La reinvención de Woody
Los grandes directores son esos que -entre otras cosas- son capaces de sorprender, de renovarse, de reinventarse cuando la mayoría de los espectadores ya los dan por “hechos”. De Woody Allen ya no esperaba más que películas simpáticas, ocurrentes, ingeniosas, más o menos inspiradas, pero siempre menores, sustentadas casi siempre en una sola idea/premisa con cierto gancho. Match Point y Medianoche en París no estaban mal, es cierto, pero tampoco fueron las genialidades que sus fans incondicionales aclamaban.
No creo que Blue Jasmine alcance a ser una obra maestra, pero queda muy cerca. Es, sin dudas, la película más profunda, inteligente e inquietante que Woody hizo en mucho, muchísimo tiempo. Es un salto cualitativo enorme -en todos los terrenos que se puedan analizar- frente a la flojísima A Roma con amor, un regreso con gloria cuando la mayoría de los cineastas a los 77 años ya está de vuelta o a punto de colgar los botines.
Luego de su tour europeo (Londres, Barcelona, París, Roma), Woody vuelve a su país (Nueva York y San Francisco en este caso) y parece recuperar el pulso perdido. Es como si con este regreso a casa se hubiese enfocado en contar una historia intensa y provocativa, y no en construir institucionales turísticos al mejor postor (léase las ciudades que le financian sus emprendimientos en el Viejo Continente).
Famoso por su trabajo con decenas de actrices (empezando, claro, por sus musas Diane Keaton y Mia Farrow), Allen suma a su galería de (anti)heroínas a una inmensa, descomunal, deslumbrante Cate Blanchett, en una interpretación pletórica de matices (es graciosa y triste, querible y detestable a la vez) que le valdrán decenas de nominaciones y premios de aquí al Oscar.

==========

## Lista de tareas
a - Reproduce el fragmento del texto sobre Blue Jasmine desde "No creo que" hasta "colgar los botines.", ambos incluidos, cambiando "Woody" por "Allen".
b - ¿Qué ciudades europeas cita el texto sobre Blue Jasmine como parte del tour de Woody?

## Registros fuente
==========

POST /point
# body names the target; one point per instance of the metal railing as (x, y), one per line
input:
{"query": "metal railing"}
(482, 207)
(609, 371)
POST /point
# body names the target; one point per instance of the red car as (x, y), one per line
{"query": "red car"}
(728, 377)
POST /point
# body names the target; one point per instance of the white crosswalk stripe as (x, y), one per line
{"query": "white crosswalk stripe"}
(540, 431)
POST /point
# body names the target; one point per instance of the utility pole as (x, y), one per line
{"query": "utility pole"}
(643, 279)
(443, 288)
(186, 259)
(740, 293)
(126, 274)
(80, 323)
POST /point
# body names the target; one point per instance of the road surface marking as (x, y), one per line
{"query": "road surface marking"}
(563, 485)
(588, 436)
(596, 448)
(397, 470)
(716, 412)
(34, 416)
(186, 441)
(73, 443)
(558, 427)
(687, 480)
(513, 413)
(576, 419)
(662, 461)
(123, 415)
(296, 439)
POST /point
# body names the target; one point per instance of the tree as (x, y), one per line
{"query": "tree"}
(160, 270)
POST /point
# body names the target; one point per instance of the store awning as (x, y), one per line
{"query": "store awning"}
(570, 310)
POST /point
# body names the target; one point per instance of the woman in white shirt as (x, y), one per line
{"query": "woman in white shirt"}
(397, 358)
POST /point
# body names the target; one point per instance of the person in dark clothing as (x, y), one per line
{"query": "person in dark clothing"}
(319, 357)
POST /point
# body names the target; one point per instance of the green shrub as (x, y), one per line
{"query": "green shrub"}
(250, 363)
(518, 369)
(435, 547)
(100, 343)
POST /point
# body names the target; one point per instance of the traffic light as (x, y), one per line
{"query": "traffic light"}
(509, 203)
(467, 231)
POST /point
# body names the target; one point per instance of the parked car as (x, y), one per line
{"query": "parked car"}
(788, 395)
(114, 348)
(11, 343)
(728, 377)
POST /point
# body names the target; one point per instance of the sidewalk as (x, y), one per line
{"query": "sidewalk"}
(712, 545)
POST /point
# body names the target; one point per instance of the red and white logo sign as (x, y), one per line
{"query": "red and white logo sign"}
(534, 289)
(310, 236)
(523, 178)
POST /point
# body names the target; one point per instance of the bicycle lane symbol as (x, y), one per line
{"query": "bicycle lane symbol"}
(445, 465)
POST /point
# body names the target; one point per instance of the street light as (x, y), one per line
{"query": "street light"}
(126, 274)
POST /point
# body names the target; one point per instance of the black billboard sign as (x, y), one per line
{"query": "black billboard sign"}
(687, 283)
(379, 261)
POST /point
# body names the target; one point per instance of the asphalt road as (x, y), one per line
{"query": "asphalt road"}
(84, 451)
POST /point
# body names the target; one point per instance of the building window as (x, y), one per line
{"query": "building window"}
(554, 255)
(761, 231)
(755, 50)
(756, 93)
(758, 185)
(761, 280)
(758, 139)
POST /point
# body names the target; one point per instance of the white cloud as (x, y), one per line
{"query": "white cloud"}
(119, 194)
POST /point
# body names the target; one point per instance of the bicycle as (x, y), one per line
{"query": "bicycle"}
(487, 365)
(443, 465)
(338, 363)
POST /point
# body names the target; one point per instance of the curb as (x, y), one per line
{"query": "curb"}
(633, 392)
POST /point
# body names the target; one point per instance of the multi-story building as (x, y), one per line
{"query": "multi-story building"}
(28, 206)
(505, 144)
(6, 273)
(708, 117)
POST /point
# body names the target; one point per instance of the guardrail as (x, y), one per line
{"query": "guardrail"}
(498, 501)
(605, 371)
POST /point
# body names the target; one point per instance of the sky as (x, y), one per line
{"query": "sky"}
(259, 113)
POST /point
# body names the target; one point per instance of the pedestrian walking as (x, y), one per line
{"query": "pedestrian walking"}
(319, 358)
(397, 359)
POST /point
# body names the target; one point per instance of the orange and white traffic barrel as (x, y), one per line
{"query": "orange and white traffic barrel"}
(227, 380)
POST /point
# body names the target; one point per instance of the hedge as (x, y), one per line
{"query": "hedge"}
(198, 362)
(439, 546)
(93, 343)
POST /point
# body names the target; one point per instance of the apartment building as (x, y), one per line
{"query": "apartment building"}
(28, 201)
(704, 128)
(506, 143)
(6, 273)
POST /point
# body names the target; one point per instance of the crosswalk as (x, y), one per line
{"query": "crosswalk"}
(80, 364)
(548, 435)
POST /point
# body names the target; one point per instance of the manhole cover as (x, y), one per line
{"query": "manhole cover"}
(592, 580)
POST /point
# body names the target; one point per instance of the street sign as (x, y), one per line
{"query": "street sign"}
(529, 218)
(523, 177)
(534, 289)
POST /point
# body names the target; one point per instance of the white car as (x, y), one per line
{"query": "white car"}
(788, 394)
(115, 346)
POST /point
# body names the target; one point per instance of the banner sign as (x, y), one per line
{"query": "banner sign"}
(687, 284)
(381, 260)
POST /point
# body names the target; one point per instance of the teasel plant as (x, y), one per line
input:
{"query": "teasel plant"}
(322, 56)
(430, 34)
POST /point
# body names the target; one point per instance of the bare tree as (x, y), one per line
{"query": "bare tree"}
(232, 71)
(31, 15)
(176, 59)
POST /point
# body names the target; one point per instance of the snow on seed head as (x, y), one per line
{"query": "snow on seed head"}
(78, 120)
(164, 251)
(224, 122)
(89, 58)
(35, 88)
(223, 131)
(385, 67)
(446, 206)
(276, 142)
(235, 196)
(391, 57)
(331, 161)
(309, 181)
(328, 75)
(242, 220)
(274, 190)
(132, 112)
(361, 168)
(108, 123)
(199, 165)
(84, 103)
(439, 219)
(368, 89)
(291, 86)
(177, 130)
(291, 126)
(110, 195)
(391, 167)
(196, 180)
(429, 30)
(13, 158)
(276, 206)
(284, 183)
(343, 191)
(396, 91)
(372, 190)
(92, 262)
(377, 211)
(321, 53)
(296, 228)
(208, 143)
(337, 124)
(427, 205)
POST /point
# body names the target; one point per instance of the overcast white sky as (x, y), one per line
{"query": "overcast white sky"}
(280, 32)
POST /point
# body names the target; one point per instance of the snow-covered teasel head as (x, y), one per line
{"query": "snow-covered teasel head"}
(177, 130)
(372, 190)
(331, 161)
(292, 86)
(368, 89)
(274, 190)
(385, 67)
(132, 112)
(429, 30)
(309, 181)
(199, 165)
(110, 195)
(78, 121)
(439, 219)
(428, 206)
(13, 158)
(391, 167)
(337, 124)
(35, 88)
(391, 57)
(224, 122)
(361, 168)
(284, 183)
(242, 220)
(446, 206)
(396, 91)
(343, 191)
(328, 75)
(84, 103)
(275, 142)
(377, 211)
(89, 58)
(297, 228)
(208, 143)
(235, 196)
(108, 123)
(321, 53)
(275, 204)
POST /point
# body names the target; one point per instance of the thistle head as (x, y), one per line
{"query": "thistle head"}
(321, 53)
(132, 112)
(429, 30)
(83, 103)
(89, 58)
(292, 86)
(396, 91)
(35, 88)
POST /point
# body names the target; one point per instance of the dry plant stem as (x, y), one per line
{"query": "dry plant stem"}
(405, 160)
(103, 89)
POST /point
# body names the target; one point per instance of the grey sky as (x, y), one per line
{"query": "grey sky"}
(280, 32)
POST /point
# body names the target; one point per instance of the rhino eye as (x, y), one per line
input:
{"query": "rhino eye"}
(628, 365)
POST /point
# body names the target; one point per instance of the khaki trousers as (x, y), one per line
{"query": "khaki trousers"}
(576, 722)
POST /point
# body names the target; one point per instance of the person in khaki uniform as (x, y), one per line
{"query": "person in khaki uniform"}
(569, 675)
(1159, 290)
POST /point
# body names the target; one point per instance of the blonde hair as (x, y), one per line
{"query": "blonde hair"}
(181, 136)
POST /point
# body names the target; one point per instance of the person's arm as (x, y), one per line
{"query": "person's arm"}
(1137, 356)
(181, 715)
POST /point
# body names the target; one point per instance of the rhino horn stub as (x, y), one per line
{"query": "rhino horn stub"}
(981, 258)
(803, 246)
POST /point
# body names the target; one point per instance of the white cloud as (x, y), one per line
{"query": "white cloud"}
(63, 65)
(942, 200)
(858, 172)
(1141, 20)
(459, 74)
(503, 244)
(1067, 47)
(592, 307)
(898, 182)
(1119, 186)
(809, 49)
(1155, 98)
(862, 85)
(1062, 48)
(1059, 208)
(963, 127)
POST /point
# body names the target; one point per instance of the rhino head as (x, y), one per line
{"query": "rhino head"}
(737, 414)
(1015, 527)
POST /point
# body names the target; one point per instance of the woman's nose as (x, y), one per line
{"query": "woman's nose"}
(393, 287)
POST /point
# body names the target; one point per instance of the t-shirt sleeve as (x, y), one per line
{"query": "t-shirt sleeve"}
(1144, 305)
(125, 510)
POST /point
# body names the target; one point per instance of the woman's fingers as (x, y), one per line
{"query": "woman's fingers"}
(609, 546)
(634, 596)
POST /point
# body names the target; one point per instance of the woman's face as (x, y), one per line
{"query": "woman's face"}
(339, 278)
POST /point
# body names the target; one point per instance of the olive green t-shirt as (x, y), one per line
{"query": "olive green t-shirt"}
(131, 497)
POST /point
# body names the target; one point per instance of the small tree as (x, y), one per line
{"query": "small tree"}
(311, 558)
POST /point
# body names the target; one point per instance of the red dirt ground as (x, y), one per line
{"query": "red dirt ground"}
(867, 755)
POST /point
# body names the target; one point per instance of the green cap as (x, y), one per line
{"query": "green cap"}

==========

## Soluciones
a -
No creo que Blue Jasmine alcance a ser una obra maestra, pero queda muy cerca. Es, sin dudas, la película más profunda, inteligente e inquietante que Allen hizo en mucho, muchísimo tiempo. Es un salto cualitativo enorme -en todos los terrenos que se puedan analizar- frente a la flojísima A Roma con amor, un regreso con gloria cuando la mayoría de los cineastas a los 77 años ya está de vuelta o a punto de colgar los botines.

b - Londres, Barcelona, París y Roma.